EXERCISE AIM: All that is needed is the line containing "Guideline: the keypoint for each instance of the egret's neck" together with each line after it, transcribed exactly to the end of the records.

+++ EXCERPTED DATA +++

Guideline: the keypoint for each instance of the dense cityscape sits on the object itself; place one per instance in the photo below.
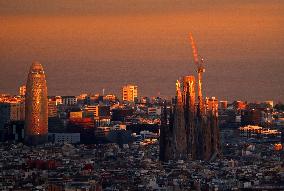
(143, 95)
(100, 142)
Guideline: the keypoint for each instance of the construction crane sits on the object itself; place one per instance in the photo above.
(200, 70)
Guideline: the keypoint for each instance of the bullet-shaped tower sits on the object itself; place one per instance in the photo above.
(36, 106)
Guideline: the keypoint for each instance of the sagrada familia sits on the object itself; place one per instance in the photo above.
(189, 128)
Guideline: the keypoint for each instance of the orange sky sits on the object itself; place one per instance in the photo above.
(145, 42)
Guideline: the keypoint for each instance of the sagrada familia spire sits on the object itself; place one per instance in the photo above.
(189, 129)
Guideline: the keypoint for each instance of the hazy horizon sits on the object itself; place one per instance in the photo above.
(85, 46)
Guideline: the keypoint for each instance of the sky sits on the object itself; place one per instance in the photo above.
(85, 46)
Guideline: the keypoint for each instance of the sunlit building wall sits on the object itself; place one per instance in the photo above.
(129, 93)
(36, 119)
(22, 90)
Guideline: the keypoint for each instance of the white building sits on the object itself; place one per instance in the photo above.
(61, 138)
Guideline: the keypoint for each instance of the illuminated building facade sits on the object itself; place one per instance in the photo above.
(129, 93)
(36, 107)
(22, 90)
(190, 130)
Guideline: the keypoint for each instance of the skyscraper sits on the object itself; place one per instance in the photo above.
(22, 90)
(129, 93)
(36, 106)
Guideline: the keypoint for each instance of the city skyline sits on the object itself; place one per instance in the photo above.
(86, 47)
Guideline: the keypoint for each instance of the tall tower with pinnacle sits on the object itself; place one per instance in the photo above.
(36, 106)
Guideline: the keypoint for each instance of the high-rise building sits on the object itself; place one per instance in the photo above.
(189, 129)
(22, 90)
(129, 93)
(36, 118)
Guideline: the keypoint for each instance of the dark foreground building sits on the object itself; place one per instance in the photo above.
(36, 106)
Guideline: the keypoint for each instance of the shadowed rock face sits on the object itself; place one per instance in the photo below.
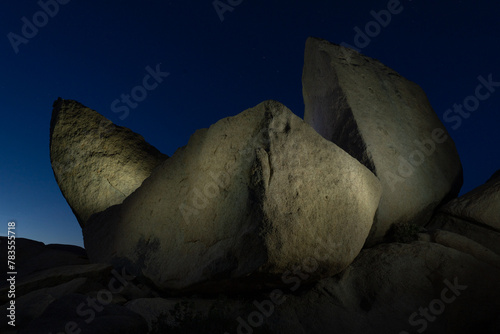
(253, 195)
(387, 123)
(475, 215)
(96, 163)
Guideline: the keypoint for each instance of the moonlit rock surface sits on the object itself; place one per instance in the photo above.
(245, 201)
(96, 163)
(386, 122)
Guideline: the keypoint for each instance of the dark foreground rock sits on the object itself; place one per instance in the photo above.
(475, 215)
(392, 288)
(386, 122)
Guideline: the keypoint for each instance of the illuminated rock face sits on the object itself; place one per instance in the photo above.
(246, 200)
(387, 123)
(96, 163)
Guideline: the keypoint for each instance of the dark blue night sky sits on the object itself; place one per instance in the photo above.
(97, 52)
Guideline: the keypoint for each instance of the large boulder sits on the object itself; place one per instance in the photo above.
(243, 202)
(96, 163)
(386, 122)
(475, 215)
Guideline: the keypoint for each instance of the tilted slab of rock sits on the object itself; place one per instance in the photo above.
(96, 163)
(253, 195)
(387, 123)
(475, 214)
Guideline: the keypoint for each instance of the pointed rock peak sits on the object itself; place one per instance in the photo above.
(96, 163)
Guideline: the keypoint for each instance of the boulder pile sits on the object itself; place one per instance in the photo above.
(345, 222)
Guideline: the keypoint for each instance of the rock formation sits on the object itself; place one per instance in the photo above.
(254, 195)
(96, 163)
(262, 203)
(475, 215)
(386, 122)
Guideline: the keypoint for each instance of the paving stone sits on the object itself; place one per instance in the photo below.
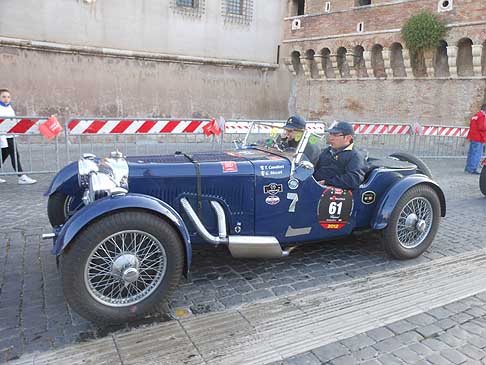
(307, 358)
(472, 351)
(430, 330)
(407, 355)
(358, 342)
(438, 360)
(401, 327)
(453, 356)
(379, 334)
(388, 345)
(329, 352)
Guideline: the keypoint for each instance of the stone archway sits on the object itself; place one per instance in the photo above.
(377, 62)
(441, 62)
(397, 63)
(311, 63)
(359, 63)
(464, 58)
(297, 66)
(327, 64)
(342, 62)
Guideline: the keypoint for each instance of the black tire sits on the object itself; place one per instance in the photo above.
(421, 166)
(57, 208)
(482, 181)
(91, 303)
(425, 199)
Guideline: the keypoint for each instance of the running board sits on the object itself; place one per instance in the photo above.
(239, 246)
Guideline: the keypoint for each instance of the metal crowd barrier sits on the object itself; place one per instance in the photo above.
(37, 155)
(149, 136)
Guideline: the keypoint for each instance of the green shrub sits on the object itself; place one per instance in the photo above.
(423, 32)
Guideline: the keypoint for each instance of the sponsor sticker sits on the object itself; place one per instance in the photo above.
(272, 200)
(229, 166)
(273, 188)
(368, 197)
(293, 184)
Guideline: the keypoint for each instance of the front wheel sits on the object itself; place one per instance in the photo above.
(413, 223)
(122, 267)
(482, 181)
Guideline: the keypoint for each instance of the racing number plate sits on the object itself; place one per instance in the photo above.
(335, 208)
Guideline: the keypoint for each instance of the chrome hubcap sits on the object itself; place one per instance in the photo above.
(125, 268)
(414, 222)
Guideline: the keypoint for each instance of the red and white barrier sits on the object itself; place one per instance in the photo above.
(21, 125)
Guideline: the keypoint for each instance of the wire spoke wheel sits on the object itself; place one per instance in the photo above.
(414, 222)
(125, 268)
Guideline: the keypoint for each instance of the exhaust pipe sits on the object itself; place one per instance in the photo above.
(239, 246)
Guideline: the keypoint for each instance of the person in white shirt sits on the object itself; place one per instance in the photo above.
(7, 142)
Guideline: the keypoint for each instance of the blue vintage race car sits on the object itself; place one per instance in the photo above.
(124, 227)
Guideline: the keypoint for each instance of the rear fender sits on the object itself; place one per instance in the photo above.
(106, 206)
(66, 180)
(392, 196)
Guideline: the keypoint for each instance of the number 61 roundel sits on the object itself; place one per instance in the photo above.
(335, 207)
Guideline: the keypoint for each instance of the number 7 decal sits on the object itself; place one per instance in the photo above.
(295, 198)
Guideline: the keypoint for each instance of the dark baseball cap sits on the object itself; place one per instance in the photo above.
(342, 127)
(295, 122)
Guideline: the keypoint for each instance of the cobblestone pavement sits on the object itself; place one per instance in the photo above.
(35, 317)
(453, 334)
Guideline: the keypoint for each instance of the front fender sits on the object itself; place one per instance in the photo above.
(107, 205)
(392, 196)
(66, 180)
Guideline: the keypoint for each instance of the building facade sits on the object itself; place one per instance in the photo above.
(163, 58)
(349, 62)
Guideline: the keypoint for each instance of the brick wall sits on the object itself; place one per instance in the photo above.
(449, 102)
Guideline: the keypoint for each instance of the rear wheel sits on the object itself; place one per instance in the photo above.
(122, 267)
(413, 223)
(482, 181)
(421, 165)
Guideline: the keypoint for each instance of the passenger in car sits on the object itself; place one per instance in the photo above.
(341, 164)
(294, 129)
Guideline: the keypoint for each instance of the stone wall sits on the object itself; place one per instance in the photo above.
(69, 83)
(344, 72)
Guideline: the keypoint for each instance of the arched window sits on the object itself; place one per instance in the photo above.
(464, 58)
(342, 63)
(377, 62)
(441, 63)
(295, 56)
(359, 62)
(311, 62)
(396, 60)
(483, 60)
(327, 64)
(296, 7)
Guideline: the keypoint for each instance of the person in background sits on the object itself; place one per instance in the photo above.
(7, 142)
(294, 129)
(477, 137)
(341, 165)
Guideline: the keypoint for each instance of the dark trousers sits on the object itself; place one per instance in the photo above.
(13, 152)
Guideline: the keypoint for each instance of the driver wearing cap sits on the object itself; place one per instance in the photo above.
(341, 165)
(294, 129)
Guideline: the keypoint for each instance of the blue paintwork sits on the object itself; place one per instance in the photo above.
(107, 205)
(237, 179)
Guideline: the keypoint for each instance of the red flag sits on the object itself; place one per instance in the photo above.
(50, 128)
(212, 128)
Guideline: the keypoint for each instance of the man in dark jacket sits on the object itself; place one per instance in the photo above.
(294, 130)
(477, 137)
(341, 165)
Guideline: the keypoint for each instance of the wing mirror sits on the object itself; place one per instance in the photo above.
(303, 170)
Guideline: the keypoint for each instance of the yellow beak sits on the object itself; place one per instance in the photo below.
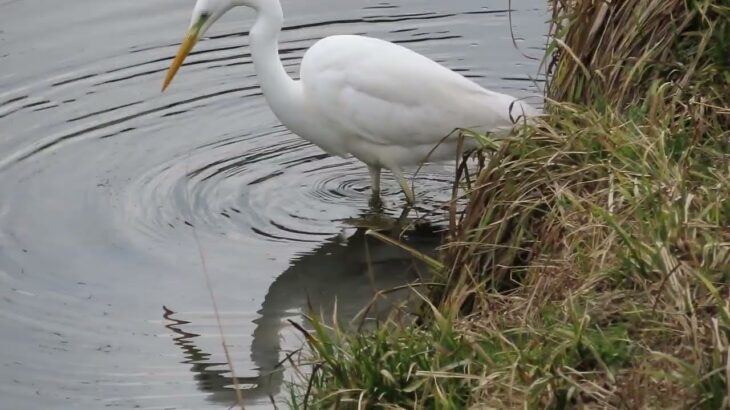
(190, 40)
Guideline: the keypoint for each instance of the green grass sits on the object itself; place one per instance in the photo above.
(591, 266)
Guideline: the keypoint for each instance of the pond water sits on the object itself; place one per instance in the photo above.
(103, 301)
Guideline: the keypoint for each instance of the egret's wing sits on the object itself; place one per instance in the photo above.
(391, 95)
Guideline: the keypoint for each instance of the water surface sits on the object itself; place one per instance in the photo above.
(102, 178)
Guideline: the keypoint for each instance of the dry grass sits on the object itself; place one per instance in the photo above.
(591, 267)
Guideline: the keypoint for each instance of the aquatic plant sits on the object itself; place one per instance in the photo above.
(591, 266)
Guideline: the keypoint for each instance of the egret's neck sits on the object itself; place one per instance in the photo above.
(277, 86)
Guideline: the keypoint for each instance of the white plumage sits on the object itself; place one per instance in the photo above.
(384, 104)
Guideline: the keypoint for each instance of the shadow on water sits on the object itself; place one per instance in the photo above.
(348, 274)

+++

RESPONSE:
Guideline: the keypoint for each instance of the egret's neck sits on the object itself; place one per instance in the photo above.
(277, 86)
Guideline: the keypoint for each instance of the white plumage sits on the object itself; place one per instance in the photo above.
(384, 104)
Guideline: the keypoint for each instance of the shadow on water sits on the object itself; place one per instance in the photo above.
(348, 274)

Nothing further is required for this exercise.